> [Objective] Render the lines of the listing below as a JSON array of strings, one string per line with blank lines omitted. Begin with the line containing "Pick out the old" and continue through the line containing "x=993, y=198", both lines included.

> [Data extract]
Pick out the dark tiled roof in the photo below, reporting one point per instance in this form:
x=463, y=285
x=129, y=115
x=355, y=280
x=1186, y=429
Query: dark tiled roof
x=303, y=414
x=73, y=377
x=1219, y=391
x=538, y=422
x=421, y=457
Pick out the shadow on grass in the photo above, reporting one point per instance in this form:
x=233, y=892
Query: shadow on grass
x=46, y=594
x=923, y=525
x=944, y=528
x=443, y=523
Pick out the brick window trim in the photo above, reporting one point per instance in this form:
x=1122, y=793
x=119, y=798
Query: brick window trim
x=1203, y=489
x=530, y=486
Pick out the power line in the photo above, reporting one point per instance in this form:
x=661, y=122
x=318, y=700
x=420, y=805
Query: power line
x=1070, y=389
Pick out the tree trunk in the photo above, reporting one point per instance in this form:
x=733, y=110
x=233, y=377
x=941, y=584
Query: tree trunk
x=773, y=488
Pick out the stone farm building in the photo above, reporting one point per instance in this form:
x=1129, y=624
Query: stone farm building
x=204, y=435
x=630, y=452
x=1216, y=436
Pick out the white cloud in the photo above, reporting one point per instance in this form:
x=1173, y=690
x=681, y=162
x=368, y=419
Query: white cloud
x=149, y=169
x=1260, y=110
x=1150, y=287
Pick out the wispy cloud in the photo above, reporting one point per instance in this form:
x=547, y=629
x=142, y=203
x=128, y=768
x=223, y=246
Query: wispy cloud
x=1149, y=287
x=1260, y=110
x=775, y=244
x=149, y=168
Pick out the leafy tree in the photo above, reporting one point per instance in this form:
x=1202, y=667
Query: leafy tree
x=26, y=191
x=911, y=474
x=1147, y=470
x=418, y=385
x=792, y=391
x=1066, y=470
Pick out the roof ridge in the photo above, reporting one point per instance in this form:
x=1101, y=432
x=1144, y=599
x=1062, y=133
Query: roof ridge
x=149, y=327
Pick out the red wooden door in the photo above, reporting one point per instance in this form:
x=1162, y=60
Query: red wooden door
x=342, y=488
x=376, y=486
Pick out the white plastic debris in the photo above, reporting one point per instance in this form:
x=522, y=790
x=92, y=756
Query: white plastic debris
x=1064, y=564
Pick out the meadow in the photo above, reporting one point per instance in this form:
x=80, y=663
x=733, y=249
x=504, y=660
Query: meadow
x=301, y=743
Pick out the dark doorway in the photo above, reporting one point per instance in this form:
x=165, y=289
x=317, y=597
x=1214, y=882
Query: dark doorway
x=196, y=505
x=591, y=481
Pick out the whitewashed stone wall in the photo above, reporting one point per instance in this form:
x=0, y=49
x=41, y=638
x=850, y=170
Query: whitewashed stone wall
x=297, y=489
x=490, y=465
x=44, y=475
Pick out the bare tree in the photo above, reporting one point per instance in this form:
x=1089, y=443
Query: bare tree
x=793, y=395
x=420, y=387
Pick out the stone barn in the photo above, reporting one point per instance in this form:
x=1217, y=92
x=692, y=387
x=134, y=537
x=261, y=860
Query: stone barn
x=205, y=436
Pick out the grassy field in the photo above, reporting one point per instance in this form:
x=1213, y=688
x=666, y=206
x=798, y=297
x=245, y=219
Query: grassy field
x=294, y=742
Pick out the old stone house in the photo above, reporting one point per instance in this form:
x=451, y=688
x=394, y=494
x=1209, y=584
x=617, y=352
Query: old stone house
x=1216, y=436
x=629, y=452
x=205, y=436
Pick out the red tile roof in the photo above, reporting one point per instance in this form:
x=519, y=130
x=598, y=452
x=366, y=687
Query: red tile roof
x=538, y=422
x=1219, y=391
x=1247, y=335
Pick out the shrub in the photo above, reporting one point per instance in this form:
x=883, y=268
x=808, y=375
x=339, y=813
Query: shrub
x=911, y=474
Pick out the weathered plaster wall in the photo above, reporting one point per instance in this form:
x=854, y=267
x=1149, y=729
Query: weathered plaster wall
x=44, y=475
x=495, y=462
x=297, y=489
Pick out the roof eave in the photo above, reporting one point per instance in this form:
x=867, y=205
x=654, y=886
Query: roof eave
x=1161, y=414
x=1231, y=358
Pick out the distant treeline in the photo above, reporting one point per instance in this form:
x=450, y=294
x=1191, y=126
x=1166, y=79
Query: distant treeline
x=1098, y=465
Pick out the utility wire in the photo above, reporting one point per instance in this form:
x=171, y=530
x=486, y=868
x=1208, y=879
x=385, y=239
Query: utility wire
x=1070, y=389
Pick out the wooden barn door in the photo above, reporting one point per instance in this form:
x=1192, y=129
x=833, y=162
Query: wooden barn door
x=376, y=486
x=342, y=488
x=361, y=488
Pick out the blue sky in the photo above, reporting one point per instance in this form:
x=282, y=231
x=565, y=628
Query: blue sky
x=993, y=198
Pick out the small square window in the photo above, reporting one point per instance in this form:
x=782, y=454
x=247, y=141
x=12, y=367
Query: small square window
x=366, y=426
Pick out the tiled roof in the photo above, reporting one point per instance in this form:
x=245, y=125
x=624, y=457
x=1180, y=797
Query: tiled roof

> [Final answer]
[
  "Pick out the old stone house in the photo above, reporting one point per instance in this form:",
  "x=451, y=688",
  "x=394, y=494",
  "x=1209, y=584",
  "x=617, y=352",
  "Query: old stone house",
  "x=1216, y=436",
  "x=629, y=452",
  "x=205, y=436",
  "Pick out the red tile roof in the photo above, reporting one point per instance in this form:",
  "x=519, y=130",
  "x=598, y=452",
  "x=366, y=687",
  "Query: red tile roof",
  "x=538, y=422",
  "x=1219, y=391",
  "x=1247, y=335",
  "Pick out the shrub in the photo above, reporting one point per instance in this form:",
  "x=883, y=268",
  "x=808, y=375",
  "x=339, y=813",
  "Query: shrub",
  "x=911, y=474",
  "Pick out the weathered plaster wall in the photo above, reporting one point per instance in this form:",
  "x=854, y=267",
  "x=1149, y=729",
  "Query: weathered plaster wall",
  "x=44, y=475",
  "x=495, y=462",
  "x=297, y=489",
  "Pick out the roof eave in the photo above, reporting one point per instance in this form:",
  "x=867, y=205",
  "x=654, y=886",
  "Query: roof eave",
  "x=1161, y=414",
  "x=1231, y=358",
  "Pick out the distant treeline in the photo above, reporting one point per instance in this form:",
  "x=450, y=294",
  "x=1191, y=126",
  "x=1166, y=79",
  "Query: distant treeline",
  "x=1098, y=465",
  "Pick out the utility wire in the photo above, reporting one point per instance in this form:",
  "x=171, y=530",
  "x=486, y=868",
  "x=1208, y=879",
  "x=385, y=239",
  "Query: utility wire",
  "x=1070, y=389",
  "Pick out the wooden barn door in the photo above, reporting one point per instance in this form:",
  "x=1192, y=129",
  "x=833, y=162",
  "Query: wooden barn door",
  "x=376, y=486",
  "x=342, y=488",
  "x=361, y=488",
  "Pick out the blue sky in the photo above, reporting one point per instance in this form:",
  "x=282, y=231",
  "x=565, y=628",
  "Query: blue sky",
  "x=993, y=198"
]